Gostamos muito de intervir na cidade, aparecer em uma rua sem que ninguém esperasse. Somos muito interessados nesse choque, no que pode passar na cabeça das pessoas quando interagem com o nosso trabalho.
Como a Priscilla citou e que gosto muito de destacar foi a apresentação de Cegos em Brasília, que foi realizada no dia da votação do impeachment no Senado Federal. Por si só esse é um dia que entrou para a história do Brasil, o que fez com que essa experiência se tornasse inesquecível.
Nosso trajeto se iniciaria pela Praças dos Três Poderes, foi isso que havíamos combinado com todos os participantes. Momentos antes da performance iniciar, durante a montagem, soubemos que a polícia de Brasília não tinha autorizado a nossa “apresentação”, pois, devido ao impeachment, não era possível realizar atividades de quaisquer natureza.
Contrariando a censura imposta, seguimos com o nosso objetivo, burlamos o sistema de segurança montado pela polícia (algo que não precisou de muito esforço, pois fomos para o bosque que fica atrás da Praça e subimos a rampa a pé mesmo).

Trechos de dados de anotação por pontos

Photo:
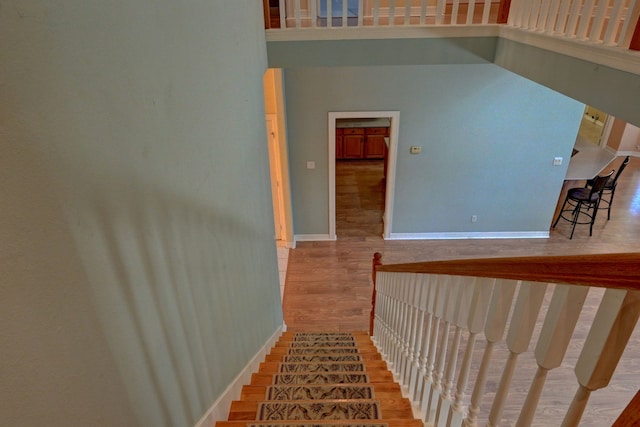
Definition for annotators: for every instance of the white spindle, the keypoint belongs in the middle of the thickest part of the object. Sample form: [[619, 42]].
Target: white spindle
[[440, 11], [574, 15], [450, 293], [416, 326], [552, 16], [454, 12], [614, 23], [313, 14], [563, 18], [499, 308], [427, 343], [421, 321], [482, 290], [462, 306], [632, 16], [345, 13], [486, 11], [423, 12], [598, 22], [297, 13], [610, 331], [521, 328], [470, 11], [555, 336], [436, 310], [376, 10], [283, 17], [543, 15], [585, 19], [533, 15]]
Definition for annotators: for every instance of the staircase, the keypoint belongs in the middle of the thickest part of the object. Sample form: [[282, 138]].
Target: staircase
[[322, 379]]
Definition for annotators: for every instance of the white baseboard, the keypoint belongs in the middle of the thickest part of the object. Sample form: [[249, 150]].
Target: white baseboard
[[313, 237], [219, 411], [471, 235]]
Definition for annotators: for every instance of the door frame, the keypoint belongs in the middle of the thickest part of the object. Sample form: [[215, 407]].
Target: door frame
[[394, 117]]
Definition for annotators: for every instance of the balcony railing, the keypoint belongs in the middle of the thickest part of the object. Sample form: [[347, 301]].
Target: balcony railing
[[612, 23], [430, 318]]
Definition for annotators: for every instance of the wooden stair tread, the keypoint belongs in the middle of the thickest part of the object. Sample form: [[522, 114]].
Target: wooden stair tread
[[390, 408]]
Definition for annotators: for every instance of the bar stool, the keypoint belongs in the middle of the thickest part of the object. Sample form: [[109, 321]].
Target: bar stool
[[583, 201]]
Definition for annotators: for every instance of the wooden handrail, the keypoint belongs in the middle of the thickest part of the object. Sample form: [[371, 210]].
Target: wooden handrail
[[377, 262], [619, 271]]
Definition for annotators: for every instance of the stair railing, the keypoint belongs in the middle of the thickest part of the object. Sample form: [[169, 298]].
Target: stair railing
[[427, 316]]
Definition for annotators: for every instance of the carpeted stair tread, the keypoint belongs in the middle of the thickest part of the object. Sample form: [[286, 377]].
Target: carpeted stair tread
[[291, 367], [324, 423], [329, 409], [275, 392], [376, 376]]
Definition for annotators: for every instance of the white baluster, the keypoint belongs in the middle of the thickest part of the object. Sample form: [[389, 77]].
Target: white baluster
[[427, 343], [392, 12], [470, 11], [563, 17], [499, 309], [440, 11], [415, 323], [486, 11], [610, 331], [461, 303], [523, 321], [414, 380], [423, 12], [454, 12], [450, 288], [585, 19], [552, 15], [614, 23], [543, 15], [555, 336], [436, 315], [482, 290]]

• [Proposta do exercício]
- a) Devolva sem nenhuma alteração o trecho do texto sobre a apresentação em Brasília que começa nas palavras que contêm "Contrariando a censura" e termina em "a pé mesmo).".
- b) Responda às perguntas a seguir com base no texto sobre a apresentação em Brasília:
(i) Em que dia foi realizada a apresentação de Cegos em Brasília?
(ii) Em que momento o grupo soube que a polícia de Brasília não tinha autorizado a apresentação?
(iii) Para onde o grupo foi para burlar o sistema de segurança montado pela polícia?
As linhas foram retiradas de outra fonte.

• [Resolução detalhada]
- a)
Contrariando a censura imposta, seguimos com o nosso objetivo, burlamos o sistema de segurança montado pela polícia (algo que não precisou de muito esforço, pois fomos para o bosque que fica atrás da Praça e subimos a rampa a pé mesmo).

- b)
(i) No dia da votação do impeachment no Senado Federal.
(ii) Momentos antes de a performance começar, durante a montagem.
(iii) Para o bosque que fica atrás da Praça, de onde subiram a rampa a pé.